● **Source text**:
Yeah, what is the recognition of Jeeves/Wooster among the millennials?


Replies

jemmywtoday at 5:14 AM

As a millennial, the TV show with Hugh Laurie and Stephen Fry was played when I was a kid, and I've rewatched it several times as an adult and read a few of the books. Our kids have watched the show with us too. I'm currently trying to learn the theme on the piano.

I'm sure it'll continue in some niche, much like Agatha Christie, where I've seen some recent youtube vids by younger people discovering how well they're written. I like it when they say "follows the old trope of ..." and then in the comments you get "doesn't follow it, invented it".

show 2 replies
recursivecaveattoday at 8:07 AM

I know what a Jeeves-style character is supposed to be like, but I couldn't tell you the origin, and I'd never heard of Wooster before just now.

dupedtoday at 5:08 AM

I was in 4th grade in 2003 when I learned search engines existed (and I have a possibly tainted memory of our Computer Arts teacher in grade school explaining web crawlers and PageRank to us). We had a Gateway PC at home and AOL, but we weren't allowed to use anything networked (I only played Civ III).

But we were essentially taught to use multiple search engines, but that was AskJeeves, Yahoo!, and Google. We liked AskJeeves because of the whimsy. Yahoo! felt too adult and Google felt too much like adults pretending to be kids.

● **Required tasks**:
1 – Answer these questions using the thread:
(a) Which two actors were in the TV show that the millennial commenter watched as a kid?
(b) What was the only game one commenter played on the family PC?
(c) In what year was that commenter in 4th grade?
2 – Rewrite the thread from "jemmywtoday at 5:14" up to and including "on the piano.", putting "guitar" in place of "piano".
The rows that follow aren't needed for anything here.

● **Given information**:
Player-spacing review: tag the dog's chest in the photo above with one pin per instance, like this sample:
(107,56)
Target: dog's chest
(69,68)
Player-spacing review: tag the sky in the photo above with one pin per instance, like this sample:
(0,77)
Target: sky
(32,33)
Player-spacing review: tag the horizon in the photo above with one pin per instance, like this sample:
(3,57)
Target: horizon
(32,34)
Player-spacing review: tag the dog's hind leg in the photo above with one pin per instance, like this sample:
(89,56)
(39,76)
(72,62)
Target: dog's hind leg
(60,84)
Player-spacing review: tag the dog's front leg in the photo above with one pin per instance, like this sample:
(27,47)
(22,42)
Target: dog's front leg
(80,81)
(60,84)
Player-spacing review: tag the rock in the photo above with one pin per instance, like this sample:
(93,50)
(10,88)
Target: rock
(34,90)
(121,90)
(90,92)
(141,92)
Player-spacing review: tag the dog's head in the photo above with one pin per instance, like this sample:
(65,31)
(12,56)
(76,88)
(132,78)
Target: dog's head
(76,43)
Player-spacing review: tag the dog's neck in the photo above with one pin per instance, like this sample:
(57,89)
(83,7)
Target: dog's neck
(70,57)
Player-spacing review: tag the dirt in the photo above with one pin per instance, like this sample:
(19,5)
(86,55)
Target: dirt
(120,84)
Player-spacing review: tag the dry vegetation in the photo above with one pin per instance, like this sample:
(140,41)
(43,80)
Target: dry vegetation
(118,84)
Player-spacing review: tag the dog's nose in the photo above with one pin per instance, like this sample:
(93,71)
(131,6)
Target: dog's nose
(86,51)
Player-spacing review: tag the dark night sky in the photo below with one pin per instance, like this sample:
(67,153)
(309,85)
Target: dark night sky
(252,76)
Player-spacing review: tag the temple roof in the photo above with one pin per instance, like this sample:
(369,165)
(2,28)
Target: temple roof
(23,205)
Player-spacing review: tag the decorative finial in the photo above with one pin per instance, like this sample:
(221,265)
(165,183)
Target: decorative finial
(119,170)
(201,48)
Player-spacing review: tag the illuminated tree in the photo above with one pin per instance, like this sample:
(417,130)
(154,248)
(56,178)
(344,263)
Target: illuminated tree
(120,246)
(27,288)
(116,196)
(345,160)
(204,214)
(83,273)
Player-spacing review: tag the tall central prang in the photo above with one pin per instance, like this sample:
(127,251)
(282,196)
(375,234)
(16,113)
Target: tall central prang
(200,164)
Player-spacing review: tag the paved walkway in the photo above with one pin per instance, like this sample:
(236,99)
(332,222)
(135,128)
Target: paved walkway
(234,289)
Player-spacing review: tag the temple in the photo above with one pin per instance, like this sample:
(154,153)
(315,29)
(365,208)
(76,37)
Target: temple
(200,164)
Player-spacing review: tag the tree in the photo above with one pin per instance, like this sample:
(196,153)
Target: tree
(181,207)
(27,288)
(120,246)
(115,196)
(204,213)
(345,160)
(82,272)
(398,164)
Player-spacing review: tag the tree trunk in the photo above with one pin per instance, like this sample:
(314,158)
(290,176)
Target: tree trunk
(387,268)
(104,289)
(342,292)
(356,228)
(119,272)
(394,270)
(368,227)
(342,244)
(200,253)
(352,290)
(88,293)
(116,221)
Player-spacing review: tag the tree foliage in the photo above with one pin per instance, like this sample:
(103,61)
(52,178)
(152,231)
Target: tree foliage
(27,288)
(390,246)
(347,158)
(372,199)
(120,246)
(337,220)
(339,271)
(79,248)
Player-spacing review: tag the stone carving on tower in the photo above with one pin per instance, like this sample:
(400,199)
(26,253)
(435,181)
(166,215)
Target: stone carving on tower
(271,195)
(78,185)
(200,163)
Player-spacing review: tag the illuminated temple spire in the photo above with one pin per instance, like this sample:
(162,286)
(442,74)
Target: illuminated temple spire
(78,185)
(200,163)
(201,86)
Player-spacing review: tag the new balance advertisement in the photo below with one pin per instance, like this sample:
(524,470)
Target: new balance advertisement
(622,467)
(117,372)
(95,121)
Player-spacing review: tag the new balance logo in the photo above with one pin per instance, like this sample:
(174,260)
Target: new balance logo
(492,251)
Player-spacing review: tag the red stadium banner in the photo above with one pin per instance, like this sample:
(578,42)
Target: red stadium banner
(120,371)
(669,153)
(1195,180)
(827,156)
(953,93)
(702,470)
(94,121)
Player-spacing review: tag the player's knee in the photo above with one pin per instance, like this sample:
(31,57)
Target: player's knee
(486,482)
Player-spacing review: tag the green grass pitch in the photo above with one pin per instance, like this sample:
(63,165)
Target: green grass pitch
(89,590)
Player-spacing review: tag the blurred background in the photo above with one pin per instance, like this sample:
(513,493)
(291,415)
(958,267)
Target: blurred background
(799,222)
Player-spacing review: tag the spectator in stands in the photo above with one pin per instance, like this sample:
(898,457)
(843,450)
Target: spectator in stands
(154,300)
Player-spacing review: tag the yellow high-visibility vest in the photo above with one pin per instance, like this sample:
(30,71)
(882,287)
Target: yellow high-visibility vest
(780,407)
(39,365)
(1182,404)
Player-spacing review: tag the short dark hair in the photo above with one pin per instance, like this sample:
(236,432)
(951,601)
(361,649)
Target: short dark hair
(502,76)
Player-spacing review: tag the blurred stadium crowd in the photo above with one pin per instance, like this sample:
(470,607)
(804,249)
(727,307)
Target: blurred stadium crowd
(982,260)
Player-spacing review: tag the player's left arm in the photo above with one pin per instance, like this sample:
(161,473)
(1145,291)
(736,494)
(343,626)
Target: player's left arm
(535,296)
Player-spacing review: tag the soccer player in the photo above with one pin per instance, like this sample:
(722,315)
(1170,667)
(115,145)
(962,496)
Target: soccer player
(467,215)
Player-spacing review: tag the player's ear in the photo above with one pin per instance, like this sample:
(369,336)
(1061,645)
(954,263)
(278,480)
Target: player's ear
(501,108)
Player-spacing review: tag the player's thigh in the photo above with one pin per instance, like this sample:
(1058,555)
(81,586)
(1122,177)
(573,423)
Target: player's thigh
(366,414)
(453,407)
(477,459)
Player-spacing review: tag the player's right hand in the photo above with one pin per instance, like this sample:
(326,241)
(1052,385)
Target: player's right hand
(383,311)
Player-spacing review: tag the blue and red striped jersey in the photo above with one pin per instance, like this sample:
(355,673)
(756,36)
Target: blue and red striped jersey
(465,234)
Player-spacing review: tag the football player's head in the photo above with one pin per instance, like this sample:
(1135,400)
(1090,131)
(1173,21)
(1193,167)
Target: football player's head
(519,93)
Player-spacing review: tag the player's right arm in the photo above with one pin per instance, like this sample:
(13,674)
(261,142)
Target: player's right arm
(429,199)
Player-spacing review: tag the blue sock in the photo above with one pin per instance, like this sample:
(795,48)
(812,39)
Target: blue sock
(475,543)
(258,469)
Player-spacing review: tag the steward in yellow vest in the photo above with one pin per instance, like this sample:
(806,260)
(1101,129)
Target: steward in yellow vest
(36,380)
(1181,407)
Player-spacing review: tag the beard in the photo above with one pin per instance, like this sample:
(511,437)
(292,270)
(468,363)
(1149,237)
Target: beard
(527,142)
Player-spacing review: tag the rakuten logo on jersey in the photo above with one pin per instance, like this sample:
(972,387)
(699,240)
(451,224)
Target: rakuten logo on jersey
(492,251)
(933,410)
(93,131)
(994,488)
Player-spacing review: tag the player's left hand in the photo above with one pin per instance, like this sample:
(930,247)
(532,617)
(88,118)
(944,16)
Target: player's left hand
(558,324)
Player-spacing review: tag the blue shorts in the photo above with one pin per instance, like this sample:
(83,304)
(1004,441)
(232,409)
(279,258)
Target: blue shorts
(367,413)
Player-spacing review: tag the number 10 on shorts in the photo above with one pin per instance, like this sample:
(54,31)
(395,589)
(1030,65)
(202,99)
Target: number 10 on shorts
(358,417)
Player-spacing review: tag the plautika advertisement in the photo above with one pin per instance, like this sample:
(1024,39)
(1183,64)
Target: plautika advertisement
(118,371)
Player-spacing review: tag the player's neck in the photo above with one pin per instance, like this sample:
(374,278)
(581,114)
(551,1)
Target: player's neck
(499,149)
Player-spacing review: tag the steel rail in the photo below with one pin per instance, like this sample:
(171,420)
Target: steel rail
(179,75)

● **The responses**:
1 –
(a) Hugh Laurie and Stephen Fry
(b) Civ III
(c) 2003

2 –
jemmywtoday at 5:14 AM

As a millennial, the TV show with Hugh Laurie and Stephen Fry was played when I was a kid, and I've rewatched it several times as an adult and read a few of the books. Our kids have watched the show with us too. I'm currently trying to learn the theme on the guitar.